Каждое слово должно быть осмысленно, с паузами в нужных местах
Я помню, в 1968 году наши братья-журналисты в программе "Время" решили избавиться от дикторов. В результате целый год передача выходила только силами журналистов, пока они не поняли: каждый должен заниматься своим делом. Кстати, сегодня некоторые коллеги с презрением произносят даже слово "диктор". Для меня это тяжелая тема.
— А что сейчас мешает возрождению этой профессии?
— В первую очередь современная техника, в частности, суфлер. Он превращает человека в робота. Быстро произносить слова, которые идут перед тобой на мониторе, — не проблема. Другое дело, что для диктора важно читать, как говорил Фамусов, "не так, как пономарь, а с чувством, с толком, с расстановкой". Такая задача стоит перед нашими коллегами.
— Расскажите о "китах", на которых держится профессия диктора?

ИСХОДНЫЕ ЗАПИСИ:

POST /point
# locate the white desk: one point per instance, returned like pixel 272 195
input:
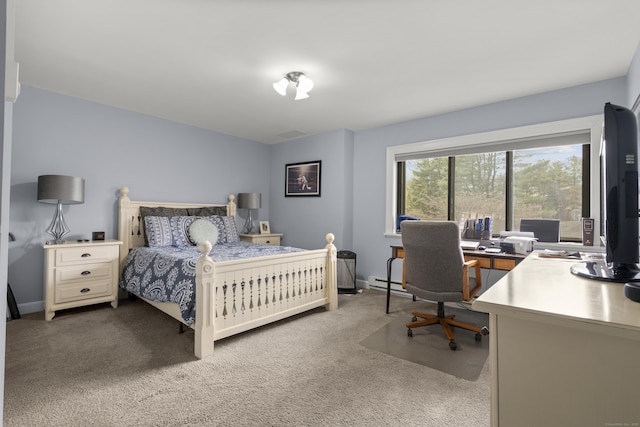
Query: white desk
pixel 565 351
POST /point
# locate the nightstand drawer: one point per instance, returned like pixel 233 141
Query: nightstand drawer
pixel 82 290
pixel 85 255
pixel 87 272
pixel 269 240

ЗАДАНИЯ:
1. Отредактируйте весь листинг выше: замените «Query» на «Request», остальное оставьте как есть. Изображения в ответ не включайте.
2. Продолжите интервью о профессии диктора, начиная сразу после последней реплики.

ПИСЬМЕННЫЕ ОТВЕТЫ:
1.
POST /point
# locate the white desk: one point per instance, returned like pixel 272 195
input:
Request: white desk
pixel 565 351
POST /point
# locate the nightstand drawer: one point per instance, returned like pixel 233 141
Request: nightstand drawer
pixel 82 290
pixel 85 255
pixel 87 272
pixel 269 240

2.
— Во-первых, нужно знать содержание. Успеть прочитать и заложить в свою голову "зерно" сообщения. Во-вторых, выбрать объект, которому сообщается новость. Это должны быть не абстрактные миллионы зрителей, но и не ближайший родственник. И в-третьих, понимать "ради чего ты это делаешь": мысленно заложить в сообщение свою оценку — как гражданина, мужчины, профессионала, при этом не навязывая ее зрителю. У ведущего всегда должен звучать внутренний вопрос: "А что вы (зритель) думаете на этот счет?"
— Было ли вам когда-нибудь неловко за то, что вы транслировали зрителям?
— Всякое бывало. Но это такая профессия, такая работа. Нас еще с молодости учили выбрасывать из памяти, забывать неприятные факты. Жить и работать дальше.
— Расскажите, пожалуйста, о таких "неловких" инцидентах.
— Например, 1 сентября 1983 года, когда был сбит корейский "Боинг". Я должен был зачитать честное и откровенное признание ошибки советской ПВО и нашего начальства, которое приказало сбить корейский "Боинг", пересекший наши границы. И в тот момент, когда я уже сидел в студии, туда вбежал взмыленный выпускающий редактор Виталий Мирошников и начал махать передо мной руками, сигнализируя, что читать новость нельзя. Через несколько секунд у меня на столе лежало новое сообщение от ТАСС. Быстро посмотрев три первые и три последние строчки, я обомлел: сообщение изменило свою суть на 180 градусов, и в нем ни слова не было из первоначального текста. Спустя 20 лет стране раскрыли правду. А все это время истину знали только несколько человек, включая меня. Подобная рокировка в сообщениях была всегда огромным испытанием для меня.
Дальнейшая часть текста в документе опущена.